**Arbeitsauftrag 1**
Welche Länder verkaufen laut der Rede zu den Panzerlieferungen mehr Waffen als Deutschland?

**Lesetext**
□ □ □ □ □

Archiv Linksfraktion - Rede von Gregor Gysi,

Gregor Gysi in der Aktuellen Stunde zur mutmaßlichen Liefergenehmigung durch die Bundesregierung von wohl 200 Leopard-Kampfpanzern an Saudi Arabien

Vizepräsidentin Katrin Göring-Eckardt:

Der Kollege Dr. Gregor Gysi hat das Wort für die Fraktion Die Linke.

(Beifall bei der LINKEN   Philipp Mißfelder (CDU/CSU): Jetzt kommt pro Israel ganz groß!)

Dr. Gregor Gysi (DIE LINKE):

Frau Präsidentin! Meine Damen und Herren! Herr Mißfelder, es ist interessant, dass Sie sich gleich aufregen. Vielleicht hätten Sie in der Union und in der FDP kurz über die deutsche Geschichte nachdenken sollen.

(Peter Beyer (CDU/CSU): Und zwar über die jüngste deutsche Geschichte, Herr Gysi!)

Dann hätten Sie vielleicht begriffen, dass es nach dem Zweiten Weltkrieg eine Schlussfolgerung hätte geben müssen, nämlich dass wir nie wieder an Kriegen verdienen wollen. Sie aber praktizieren exakt das Gegenteil.

(Beifall bei der LINKEN - Dr. Johann Wadephul (CDU/CSU): Reden Sie mal über DDR-Geschichte! Was lernen Sie denn aus der Zeit bis 1989?)

- Hören Sie zu! - Wir sind der drittgrößte Waffenexporteur der Welt. Mehr Waffen verkaufen nur die USA und Russland. Wir liegen vor China, Frankreich und Großbritannien. Angesichts unserer Geschichte ist es nicht zu fassen, dass ein solcher Weg beschritten wird und dass die Rüstungslobby einen solchen Einfluss auf Ihre Parteien hat.

(Beifall bei der LINKEN sowie bei Abgeordneten der SPD)

□ □ □ □ □

**Einträge aus einem Datensatz mit Punktannotationen**
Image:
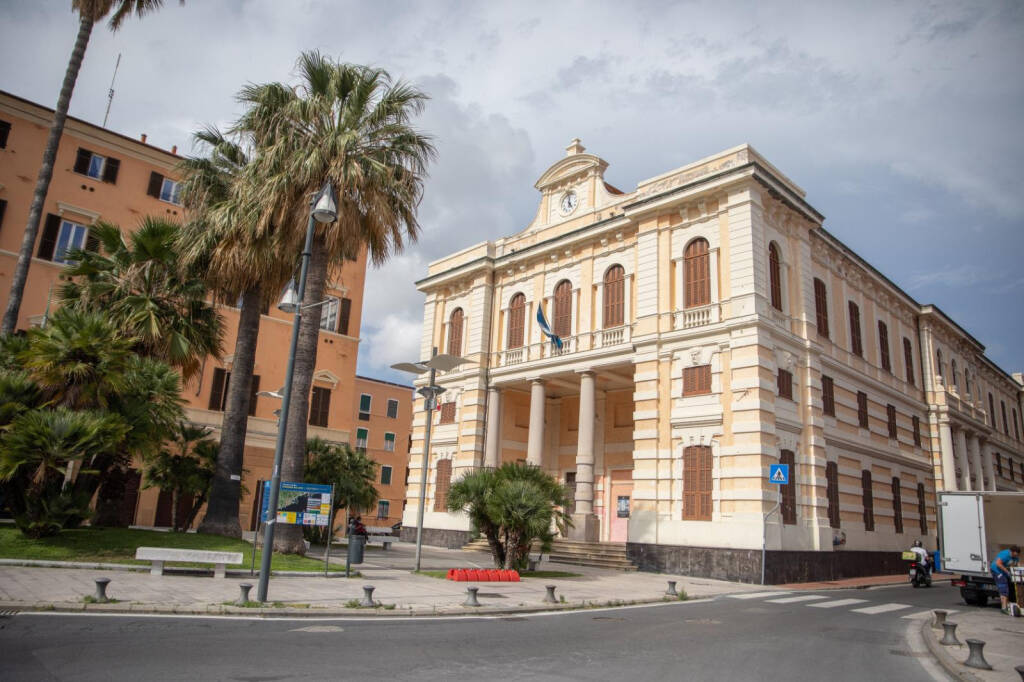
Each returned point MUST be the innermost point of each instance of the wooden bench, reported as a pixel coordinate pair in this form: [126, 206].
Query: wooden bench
[158, 555]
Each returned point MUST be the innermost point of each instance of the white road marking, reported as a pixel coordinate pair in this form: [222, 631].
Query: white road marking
[838, 602]
[790, 600]
[881, 608]
[755, 595]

□ □ □ □ □

**Arbeitsauftrag 2**
Schreibe aus den oben angezeigten Zeilen alles ab, beginnend mit der Zeile, die „form: [222, 631].“ enthält, und endend mit der letzten dieser Zeilen. Beide Enden gehören dazu.

**Richtiges Ergebnis 1**
Nur die USA und Russland.

**Richtiges Ergebnis 2**
Each returned point MUST be the innermost point of each instance of the white road marking, reported as a pixel coordinate pair in this form: [222, 631].
Query: white road marking
[838, 602]
[790, 600]
[881, 608]
[755, 595]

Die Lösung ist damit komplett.